과제 요구사항 :: 아래 기록의 모든 줄을 한 글자도 바꾸지 말고 순서대로 다시 적으세요.

데이터 발췌 ::
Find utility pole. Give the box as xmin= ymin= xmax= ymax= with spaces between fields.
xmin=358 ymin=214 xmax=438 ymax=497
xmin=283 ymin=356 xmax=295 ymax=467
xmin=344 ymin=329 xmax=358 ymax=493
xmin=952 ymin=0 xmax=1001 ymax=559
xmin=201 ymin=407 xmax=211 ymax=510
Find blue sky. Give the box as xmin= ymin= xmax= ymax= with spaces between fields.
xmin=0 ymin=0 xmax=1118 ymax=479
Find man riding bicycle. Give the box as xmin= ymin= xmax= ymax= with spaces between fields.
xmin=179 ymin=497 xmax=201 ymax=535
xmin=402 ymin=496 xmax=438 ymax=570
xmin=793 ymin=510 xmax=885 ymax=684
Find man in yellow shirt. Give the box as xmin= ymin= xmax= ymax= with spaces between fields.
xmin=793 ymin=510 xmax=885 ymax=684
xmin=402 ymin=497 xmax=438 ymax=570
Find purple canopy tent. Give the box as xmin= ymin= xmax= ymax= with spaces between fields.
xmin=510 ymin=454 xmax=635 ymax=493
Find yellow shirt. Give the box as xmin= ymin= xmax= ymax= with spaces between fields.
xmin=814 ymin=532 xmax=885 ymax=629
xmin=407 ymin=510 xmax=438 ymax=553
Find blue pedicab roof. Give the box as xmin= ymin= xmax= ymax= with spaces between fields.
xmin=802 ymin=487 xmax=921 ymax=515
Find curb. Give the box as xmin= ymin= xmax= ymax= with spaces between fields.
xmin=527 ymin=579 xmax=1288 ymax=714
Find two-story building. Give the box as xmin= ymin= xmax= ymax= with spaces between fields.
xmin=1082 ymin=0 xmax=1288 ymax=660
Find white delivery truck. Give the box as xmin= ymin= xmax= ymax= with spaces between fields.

출력 결과 ::
Find utility pole. Give the box as xmin= ymin= xmax= ymax= with spaces between fields.
xmin=358 ymin=214 xmax=438 ymax=497
xmin=283 ymin=356 xmax=295 ymax=467
xmin=344 ymin=329 xmax=358 ymax=493
xmin=952 ymin=0 xmax=1001 ymax=559
xmin=201 ymin=407 xmax=211 ymax=510
Find blue sky. Give the box as xmin= ymin= xmax= ymax= with spaces between fields.
xmin=0 ymin=0 xmax=1118 ymax=479
Find man riding bicycle. Give the box as xmin= ymin= xmax= ymax= with spaces between fields.
xmin=179 ymin=497 xmax=201 ymax=535
xmin=402 ymin=496 xmax=438 ymax=570
xmin=793 ymin=510 xmax=885 ymax=684
Find man in yellow shirt. Give the box as xmin= ymin= xmax= ymax= with spaces between fields.
xmin=793 ymin=510 xmax=885 ymax=684
xmin=402 ymin=497 xmax=438 ymax=570
Find purple canopy tent. Give the box as xmin= ymin= xmax= ymax= with spaces between fields.
xmin=510 ymin=454 xmax=635 ymax=493
Find yellow shirt. Give the box as xmin= ymin= xmax= ymax= with spaces between fields.
xmin=814 ymin=532 xmax=885 ymax=629
xmin=407 ymin=510 xmax=438 ymax=553
Find blue pedicab roof. Give the box as xmin= ymin= xmax= ymax= with spaces between fields.
xmin=802 ymin=487 xmax=921 ymax=515
Find curb. Give the box as xmin= ymin= xmax= ymax= with spaces between fields.
xmin=527 ymin=579 xmax=1288 ymax=714
Find two-story building. Give the box as xmin= ymin= xmax= ymax= with spaces between fields.
xmin=1082 ymin=0 xmax=1288 ymax=660
Find white delivery truck. Give the box as xmin= ymin= xmax= ymax= with spaces between fields.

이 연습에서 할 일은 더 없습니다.